Data entries:
-- START --

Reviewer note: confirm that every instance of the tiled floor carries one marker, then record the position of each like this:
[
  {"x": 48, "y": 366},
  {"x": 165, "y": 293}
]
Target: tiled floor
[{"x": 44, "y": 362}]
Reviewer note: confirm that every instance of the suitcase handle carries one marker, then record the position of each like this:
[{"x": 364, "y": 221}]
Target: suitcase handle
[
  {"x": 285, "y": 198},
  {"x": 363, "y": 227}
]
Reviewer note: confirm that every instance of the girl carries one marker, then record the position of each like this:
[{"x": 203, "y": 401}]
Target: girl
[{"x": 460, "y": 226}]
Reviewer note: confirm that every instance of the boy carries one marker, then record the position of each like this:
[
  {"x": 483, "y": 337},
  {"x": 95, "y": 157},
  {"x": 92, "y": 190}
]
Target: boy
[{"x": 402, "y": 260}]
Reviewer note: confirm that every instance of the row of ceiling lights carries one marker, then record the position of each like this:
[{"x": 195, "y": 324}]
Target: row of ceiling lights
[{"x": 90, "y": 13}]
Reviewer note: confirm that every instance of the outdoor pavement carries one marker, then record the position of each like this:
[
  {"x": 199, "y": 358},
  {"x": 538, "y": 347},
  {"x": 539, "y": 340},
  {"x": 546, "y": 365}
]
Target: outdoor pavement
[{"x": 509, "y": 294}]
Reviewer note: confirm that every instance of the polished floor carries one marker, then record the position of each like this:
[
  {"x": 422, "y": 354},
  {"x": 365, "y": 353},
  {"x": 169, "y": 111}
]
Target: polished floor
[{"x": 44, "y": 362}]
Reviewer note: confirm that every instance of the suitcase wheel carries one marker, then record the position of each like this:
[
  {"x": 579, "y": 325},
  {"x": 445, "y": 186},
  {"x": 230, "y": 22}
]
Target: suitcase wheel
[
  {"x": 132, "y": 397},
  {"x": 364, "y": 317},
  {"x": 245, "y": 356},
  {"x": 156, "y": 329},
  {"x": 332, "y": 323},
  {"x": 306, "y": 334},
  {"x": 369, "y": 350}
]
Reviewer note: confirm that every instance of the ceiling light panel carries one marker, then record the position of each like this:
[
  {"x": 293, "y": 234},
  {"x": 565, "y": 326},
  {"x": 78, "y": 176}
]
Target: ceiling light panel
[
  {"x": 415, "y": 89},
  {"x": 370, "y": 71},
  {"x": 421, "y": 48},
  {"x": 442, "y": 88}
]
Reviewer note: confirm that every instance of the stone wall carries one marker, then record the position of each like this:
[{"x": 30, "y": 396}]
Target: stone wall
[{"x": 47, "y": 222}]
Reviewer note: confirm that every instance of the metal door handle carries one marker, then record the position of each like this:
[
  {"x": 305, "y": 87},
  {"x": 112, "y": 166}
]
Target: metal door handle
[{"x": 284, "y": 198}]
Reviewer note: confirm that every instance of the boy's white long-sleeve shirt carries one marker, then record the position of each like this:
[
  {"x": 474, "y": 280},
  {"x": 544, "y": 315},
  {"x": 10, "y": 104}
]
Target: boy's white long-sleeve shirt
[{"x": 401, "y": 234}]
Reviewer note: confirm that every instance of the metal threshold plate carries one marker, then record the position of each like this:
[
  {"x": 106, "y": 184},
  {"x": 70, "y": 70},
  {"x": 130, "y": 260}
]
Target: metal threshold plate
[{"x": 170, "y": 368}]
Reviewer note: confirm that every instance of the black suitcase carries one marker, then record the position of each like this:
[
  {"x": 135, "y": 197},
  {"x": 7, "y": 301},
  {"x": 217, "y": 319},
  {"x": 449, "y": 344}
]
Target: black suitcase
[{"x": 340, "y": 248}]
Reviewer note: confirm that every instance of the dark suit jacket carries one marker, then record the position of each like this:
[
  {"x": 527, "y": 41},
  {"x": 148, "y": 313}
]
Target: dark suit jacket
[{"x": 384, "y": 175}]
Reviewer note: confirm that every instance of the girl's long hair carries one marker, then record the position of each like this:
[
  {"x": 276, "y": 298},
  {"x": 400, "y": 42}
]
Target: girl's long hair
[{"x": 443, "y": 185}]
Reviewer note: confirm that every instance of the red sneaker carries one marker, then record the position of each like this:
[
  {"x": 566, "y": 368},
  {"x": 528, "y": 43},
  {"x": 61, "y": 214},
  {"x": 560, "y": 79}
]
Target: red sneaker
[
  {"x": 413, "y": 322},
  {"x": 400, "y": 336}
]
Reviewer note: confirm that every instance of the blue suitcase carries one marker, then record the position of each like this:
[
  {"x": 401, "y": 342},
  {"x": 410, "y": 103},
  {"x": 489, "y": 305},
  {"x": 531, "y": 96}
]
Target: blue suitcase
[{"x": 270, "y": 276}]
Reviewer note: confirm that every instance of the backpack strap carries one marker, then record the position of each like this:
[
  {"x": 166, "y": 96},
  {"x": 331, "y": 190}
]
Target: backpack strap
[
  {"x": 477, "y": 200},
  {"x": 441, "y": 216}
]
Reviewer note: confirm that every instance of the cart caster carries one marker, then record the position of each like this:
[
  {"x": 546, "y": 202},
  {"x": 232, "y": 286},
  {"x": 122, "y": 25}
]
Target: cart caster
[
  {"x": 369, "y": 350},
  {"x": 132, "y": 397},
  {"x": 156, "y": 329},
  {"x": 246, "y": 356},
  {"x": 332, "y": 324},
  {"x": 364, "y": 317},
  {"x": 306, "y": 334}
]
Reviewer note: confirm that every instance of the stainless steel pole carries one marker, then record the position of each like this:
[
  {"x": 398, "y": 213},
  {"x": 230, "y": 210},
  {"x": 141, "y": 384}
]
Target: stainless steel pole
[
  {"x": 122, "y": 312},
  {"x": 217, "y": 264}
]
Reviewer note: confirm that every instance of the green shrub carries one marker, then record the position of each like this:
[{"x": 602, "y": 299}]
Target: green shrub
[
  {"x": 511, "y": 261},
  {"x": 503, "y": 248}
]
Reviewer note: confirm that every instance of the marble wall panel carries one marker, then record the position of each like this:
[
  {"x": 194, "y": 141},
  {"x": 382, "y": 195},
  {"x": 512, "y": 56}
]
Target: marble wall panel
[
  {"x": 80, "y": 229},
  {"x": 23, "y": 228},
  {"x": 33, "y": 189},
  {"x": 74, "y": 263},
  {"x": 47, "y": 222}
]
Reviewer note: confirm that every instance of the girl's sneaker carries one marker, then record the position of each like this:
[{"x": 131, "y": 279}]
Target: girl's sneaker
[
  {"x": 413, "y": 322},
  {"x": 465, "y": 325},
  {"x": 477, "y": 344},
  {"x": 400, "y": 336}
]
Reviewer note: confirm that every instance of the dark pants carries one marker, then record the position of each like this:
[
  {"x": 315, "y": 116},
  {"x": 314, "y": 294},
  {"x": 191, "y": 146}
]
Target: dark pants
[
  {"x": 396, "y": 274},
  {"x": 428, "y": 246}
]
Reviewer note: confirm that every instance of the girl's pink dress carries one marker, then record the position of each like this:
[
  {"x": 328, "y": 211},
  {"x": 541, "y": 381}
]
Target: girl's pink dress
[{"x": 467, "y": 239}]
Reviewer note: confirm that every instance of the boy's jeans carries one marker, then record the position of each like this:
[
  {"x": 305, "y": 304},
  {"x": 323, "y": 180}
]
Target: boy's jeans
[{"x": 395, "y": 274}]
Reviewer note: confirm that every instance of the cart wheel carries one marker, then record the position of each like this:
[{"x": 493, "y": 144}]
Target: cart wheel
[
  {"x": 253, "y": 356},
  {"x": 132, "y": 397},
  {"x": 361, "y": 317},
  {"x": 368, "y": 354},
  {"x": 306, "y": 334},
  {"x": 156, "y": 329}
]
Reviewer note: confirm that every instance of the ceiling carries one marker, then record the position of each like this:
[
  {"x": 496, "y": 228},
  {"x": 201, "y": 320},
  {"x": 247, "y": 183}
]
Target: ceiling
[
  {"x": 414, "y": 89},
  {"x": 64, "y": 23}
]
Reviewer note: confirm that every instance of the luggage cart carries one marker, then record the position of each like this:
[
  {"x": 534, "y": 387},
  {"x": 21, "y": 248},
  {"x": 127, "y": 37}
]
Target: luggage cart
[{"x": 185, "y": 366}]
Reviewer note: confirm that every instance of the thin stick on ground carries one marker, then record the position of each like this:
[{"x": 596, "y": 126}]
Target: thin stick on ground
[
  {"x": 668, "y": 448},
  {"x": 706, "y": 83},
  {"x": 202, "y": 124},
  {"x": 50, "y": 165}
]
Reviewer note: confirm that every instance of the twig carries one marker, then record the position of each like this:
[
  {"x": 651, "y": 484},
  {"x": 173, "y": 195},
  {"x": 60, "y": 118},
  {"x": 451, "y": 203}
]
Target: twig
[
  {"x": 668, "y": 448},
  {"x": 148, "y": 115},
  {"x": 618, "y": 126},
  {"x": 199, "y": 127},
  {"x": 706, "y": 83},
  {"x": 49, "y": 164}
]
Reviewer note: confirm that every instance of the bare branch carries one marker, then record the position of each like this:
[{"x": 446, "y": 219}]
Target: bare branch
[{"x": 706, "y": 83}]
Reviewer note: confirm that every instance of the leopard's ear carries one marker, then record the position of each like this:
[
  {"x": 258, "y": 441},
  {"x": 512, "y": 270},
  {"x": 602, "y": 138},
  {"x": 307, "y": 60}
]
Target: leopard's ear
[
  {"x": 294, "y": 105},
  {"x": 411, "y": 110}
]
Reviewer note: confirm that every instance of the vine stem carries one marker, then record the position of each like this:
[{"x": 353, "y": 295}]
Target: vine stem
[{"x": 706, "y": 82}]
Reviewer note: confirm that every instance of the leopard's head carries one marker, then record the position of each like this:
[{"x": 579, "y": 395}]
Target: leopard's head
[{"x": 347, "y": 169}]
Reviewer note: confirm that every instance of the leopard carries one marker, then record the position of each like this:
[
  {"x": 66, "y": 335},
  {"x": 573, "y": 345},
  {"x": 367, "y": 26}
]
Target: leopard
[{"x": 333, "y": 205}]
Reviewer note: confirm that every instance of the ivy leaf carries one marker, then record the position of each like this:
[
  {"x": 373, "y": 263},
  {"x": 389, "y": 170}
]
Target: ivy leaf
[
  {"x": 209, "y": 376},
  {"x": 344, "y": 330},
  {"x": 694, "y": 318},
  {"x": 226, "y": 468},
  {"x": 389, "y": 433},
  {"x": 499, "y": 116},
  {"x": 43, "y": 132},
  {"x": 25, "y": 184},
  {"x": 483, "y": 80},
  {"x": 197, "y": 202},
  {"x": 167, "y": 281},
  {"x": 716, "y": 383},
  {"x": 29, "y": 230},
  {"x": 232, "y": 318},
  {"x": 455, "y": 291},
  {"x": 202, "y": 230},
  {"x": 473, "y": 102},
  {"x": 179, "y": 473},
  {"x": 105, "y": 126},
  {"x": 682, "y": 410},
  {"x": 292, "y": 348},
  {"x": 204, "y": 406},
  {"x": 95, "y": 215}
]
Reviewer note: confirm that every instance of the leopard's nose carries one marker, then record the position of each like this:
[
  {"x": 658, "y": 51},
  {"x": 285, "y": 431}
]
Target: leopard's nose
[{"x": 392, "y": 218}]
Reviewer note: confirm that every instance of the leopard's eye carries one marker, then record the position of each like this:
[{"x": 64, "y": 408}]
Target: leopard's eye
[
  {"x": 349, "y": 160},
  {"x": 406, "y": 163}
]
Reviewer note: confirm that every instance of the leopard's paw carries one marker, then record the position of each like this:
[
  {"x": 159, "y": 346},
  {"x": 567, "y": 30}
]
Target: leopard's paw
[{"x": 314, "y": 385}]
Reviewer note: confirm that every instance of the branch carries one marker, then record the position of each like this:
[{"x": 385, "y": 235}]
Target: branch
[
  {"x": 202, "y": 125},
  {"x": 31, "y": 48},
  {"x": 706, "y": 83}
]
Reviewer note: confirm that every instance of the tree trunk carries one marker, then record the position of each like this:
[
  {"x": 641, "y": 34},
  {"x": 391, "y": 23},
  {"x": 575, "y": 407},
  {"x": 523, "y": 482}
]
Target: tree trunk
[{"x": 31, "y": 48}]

-- END --

Short problem: From the line containing "Reviewer note: confirm that every instance of the leopard's nose" down to the final line of the data, write out every line exactly; both the first and last of these belong in your answer, and nothing else does.

Solution for this exercise:
Reviewer note: confirm that every instance of the leopard's nose carries one marker, then record the position of each like this:
[
  {"x": 658, "y": 51},
  {"x": 285, "y": 431}
]
Target: leopard's nose
[{"x": 392, "y": 218}]
Reviewer note: confirm that every instance of the leopard's eye carries one marker, then record the position of each like this:
[{"x": 64, "y": 408}]
Target: leopard's eye
[
  {"x": 349, "y": 160},
  {"x": 406, "y": 163}
]
Reviewer note: confirm that every instance of the leopard's paw carries one marker, then record the position of each like this:
[
  {"x": 159, "y": 346},
  {"x": 567, "y": 30}
]
Target: leopard's paw
[{"x": 314, "y": 385}]
Reviewer note: confirm that every instance of the branch carries one marker, then record the position of each like this:
[{"x": 385, "y": 235}]
Target: branch
[
  {"x": 202, "y": 125},
  {"x": 31, "y": 48},
  {"x": 706, "y": 83}
]
Reviewer note: confirm that every instance of the tree trunk carries one marker, then record the position of each like this:
[
  {"x": 641, "y": 34},
  {"x": 391, "y": 23},
  {"x": 575, "y": 407},
  {"x": 523, "y": 482}
]
Target: tree trunk
[{"x": 31, "y": 48}]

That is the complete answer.